(Beginning of GIVEN PASSAGE)

Plaintiff's reliance on Hughes is clearly misplaced. In this case, Defendants have offered evidence establishing a value for Conder's future medical expenses, impaired earning power, and pain and suffering claims. Indeed, they rely on Conder's own estimation of such damages: her settlement demand letter seeking "$95,000, with reimbursement of the [$10,000] PIP lien." (Plaintiff's Demand Letter, p. 8). Although the letter is ambiguous in that it could be read to demand either $85,000 or $105,000, it nonetheless provides a value for Conder's otherwise non-readily calculable damages. All the Court needs to do is subtract $33,300 for past medical expenses and lost wages.

(End of GIVEN PASSAGE)
(Beginning of DATA EXTRACT)

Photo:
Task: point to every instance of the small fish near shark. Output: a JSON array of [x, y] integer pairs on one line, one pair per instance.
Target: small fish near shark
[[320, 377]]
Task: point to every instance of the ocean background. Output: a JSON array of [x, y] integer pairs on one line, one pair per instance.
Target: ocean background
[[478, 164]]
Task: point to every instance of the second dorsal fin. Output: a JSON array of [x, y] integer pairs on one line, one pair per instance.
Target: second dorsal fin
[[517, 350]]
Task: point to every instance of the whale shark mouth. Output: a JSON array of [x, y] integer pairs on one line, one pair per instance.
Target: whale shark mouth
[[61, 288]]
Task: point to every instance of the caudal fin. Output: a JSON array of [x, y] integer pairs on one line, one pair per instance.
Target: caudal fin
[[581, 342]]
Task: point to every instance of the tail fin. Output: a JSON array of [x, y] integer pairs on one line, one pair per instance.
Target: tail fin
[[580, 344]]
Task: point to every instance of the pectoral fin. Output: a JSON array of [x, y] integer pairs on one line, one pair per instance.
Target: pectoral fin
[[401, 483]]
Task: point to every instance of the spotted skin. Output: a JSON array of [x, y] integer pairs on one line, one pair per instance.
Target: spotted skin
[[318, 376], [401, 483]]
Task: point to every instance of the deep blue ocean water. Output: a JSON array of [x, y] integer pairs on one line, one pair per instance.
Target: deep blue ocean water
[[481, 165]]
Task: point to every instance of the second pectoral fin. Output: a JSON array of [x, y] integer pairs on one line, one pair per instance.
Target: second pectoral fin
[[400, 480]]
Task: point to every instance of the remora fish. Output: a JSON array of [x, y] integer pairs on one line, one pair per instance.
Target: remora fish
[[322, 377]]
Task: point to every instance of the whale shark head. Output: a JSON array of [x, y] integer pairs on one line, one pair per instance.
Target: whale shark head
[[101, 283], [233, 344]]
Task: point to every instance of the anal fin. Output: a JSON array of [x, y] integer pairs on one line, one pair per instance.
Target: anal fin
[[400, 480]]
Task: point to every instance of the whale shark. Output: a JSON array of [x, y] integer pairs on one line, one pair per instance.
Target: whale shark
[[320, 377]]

(End of DATA EXTRACT)

• **WHAT TO DO**:
a - Answer these questions about the damages passage:
(i) For which kinds of damages have Defendants offered evidence establishing a value?
(ii) What two amounts could the letter be read to demand?
(iii) What sum does the Court need to subtract, and for what?
b - Replace "ambiguous" with "unclear" and write out the damages passage starting with "Plaintiff's reliance on" and going on through "and lost wages.".

• **PER-TASK ANSWERS**:
a -
(i) Conder's future medical expenses, impaired earning power, and pain and suffering claims.
(ii) $85,000 or $105,000.
(iii) $33,300, for past medical expenses and lost wages.

b -
Plaintiff's reliance on Hughes is clearly misplaced. In this case, Defendants have offered evidence establishing a value for Conder's future medical expenses, impaired earning power, and pain and suffering claims. Indeed, they rely on Conder's own estimation of such damages: her settlement demand letter seeking "$95,000, with reimbursement of the [$10,000] PIP lien." (Plaintiff's Demand Letter, p. 8). Although the letter is unclear in that it could be read to demand either $85,000 or $105,000, it nonetheless provides a value for Conder's otherwise non-readily calculable damages. All the Court needs to do is subtract $33,300 for past medical expenses and lost wages.